### REQUIREMENTS
Check each statement against the passage on the global warming lawsuit below: (a) The challenge was filed in the Court of Appeals for the D.C. Circuit. (b) The EPA ruling being challenged was issued in the spring. (c) David Bookbinder is a Senior Attorney for the Sierra Club. For each, answer yes or no and quote the words of the passage that settle it.

WASHINGTON
- October 23 - Twelve states, several cities, and over a dozen environmental groups today joined forces to challenge the Bush
Administration's continued failure to confront global warming. The plaintiffs are targeting the unprecedented ruling by the
Environmental Protection Agency late last summer that summarily disavowed the agency's long-standing jurisdiction under the
Clean Air Act to regulate global warming emissions. The states, cities and groups challenged the EPA decision in the Court
of Appeals for the D.C. Circuit. (full list below)
"The Bush Administration tried to say yet again that it's
not their job to fight global warming. In fact they have both the legal and moral responsibility to tackle global warming
pollution," said David Bookbinder, Senior Attorney for the Sierra Club.

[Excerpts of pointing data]
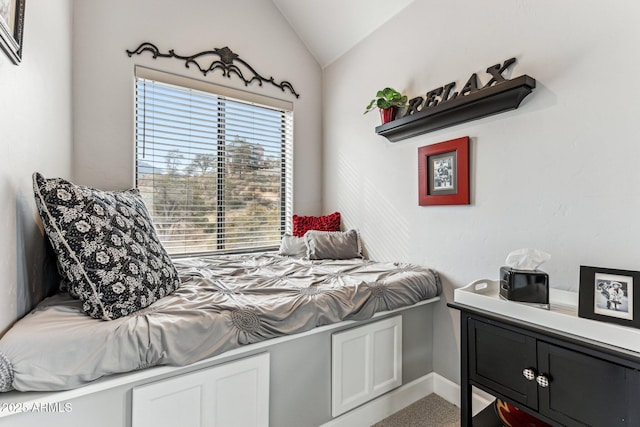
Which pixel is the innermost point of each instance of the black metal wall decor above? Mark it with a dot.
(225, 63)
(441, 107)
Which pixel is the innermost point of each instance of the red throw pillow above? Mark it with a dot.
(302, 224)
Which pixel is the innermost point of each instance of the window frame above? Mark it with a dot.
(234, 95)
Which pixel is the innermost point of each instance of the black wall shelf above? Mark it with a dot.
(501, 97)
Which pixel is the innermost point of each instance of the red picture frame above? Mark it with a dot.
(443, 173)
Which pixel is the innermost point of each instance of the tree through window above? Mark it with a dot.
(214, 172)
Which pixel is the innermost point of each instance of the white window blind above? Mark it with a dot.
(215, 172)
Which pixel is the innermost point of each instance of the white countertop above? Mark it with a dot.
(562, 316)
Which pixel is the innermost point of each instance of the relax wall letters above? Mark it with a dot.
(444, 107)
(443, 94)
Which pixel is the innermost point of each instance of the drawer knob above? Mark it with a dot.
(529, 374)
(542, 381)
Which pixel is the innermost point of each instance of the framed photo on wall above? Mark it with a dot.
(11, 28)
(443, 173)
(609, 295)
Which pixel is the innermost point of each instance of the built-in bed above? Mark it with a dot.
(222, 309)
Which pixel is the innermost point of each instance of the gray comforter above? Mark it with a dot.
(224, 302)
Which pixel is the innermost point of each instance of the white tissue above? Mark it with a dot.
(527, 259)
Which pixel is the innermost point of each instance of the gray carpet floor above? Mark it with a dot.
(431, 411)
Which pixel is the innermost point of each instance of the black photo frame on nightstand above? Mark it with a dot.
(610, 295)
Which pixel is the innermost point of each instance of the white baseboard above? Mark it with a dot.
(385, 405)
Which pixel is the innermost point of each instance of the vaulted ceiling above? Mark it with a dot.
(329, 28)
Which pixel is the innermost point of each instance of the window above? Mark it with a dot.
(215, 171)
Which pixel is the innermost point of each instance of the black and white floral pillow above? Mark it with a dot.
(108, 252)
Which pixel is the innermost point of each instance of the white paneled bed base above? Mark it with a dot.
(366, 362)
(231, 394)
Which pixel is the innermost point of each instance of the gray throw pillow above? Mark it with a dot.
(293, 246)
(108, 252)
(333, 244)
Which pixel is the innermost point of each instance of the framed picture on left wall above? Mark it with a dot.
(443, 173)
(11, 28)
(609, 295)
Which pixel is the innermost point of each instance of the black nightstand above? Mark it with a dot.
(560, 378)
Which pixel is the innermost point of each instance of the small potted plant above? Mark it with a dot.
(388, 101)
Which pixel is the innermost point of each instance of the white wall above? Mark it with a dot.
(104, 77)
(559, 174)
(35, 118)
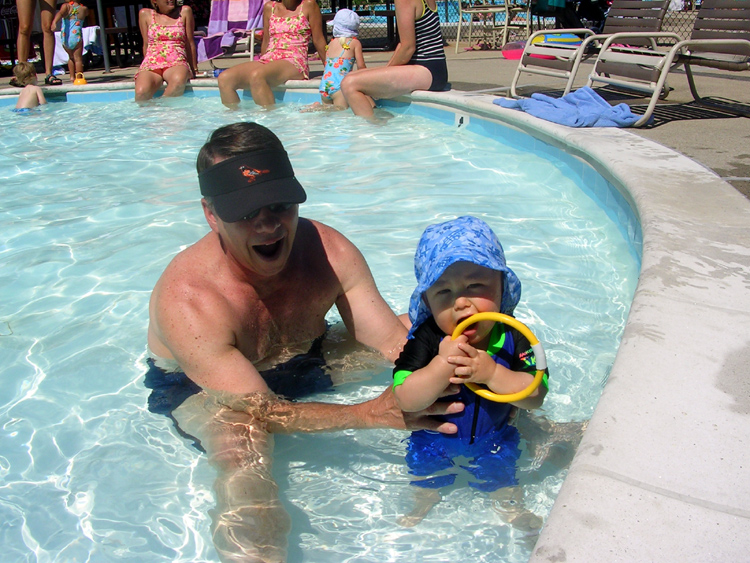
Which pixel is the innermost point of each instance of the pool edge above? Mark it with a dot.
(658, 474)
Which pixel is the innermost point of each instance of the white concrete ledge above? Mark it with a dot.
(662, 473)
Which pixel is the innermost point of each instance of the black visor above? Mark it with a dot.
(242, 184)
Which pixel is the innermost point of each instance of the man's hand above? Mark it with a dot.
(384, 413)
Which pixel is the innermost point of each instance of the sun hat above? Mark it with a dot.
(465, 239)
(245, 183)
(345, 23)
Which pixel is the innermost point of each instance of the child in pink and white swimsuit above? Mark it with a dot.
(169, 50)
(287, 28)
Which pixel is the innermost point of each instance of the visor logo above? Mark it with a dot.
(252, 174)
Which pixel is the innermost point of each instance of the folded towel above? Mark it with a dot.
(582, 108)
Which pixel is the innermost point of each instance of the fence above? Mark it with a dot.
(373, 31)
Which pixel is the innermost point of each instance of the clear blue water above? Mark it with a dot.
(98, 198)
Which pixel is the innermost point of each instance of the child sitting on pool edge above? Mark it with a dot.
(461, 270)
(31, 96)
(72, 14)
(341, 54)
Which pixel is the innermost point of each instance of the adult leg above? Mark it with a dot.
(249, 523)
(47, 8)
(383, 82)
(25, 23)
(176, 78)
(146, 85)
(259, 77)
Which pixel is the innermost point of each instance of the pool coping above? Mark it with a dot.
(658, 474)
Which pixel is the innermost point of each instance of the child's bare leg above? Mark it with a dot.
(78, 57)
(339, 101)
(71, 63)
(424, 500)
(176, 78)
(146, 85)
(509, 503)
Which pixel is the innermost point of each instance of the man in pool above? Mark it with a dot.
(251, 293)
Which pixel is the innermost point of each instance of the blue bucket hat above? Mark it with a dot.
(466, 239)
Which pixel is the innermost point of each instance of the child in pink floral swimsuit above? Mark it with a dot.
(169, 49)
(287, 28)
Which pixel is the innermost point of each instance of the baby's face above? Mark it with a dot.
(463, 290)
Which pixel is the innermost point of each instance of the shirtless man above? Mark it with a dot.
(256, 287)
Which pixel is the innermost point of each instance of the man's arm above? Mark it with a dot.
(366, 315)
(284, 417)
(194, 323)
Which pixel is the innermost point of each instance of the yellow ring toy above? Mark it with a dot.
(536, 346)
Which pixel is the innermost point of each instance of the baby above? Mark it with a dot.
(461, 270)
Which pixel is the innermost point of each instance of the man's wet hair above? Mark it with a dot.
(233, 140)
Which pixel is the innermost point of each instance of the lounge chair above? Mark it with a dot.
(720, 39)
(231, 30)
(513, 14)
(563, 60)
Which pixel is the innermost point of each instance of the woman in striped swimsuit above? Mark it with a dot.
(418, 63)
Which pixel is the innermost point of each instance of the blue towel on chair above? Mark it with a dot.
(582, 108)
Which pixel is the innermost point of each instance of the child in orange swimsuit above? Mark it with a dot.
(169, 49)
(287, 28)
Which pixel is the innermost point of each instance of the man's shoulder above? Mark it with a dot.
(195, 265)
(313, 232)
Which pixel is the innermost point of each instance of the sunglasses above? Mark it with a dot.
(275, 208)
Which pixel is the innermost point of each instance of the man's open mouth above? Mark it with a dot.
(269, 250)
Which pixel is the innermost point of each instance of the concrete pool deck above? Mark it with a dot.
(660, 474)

### REPLY
(a) Yes: "challenged the EPA decision in the Court of Appeals for the D.C. Circuit"
(b) No: "the unprecedented ruling by the Environmental Protection Agency late last summer"
(c) Yes: "said David Bookbinder, Senior Attorney for the Sierra Club"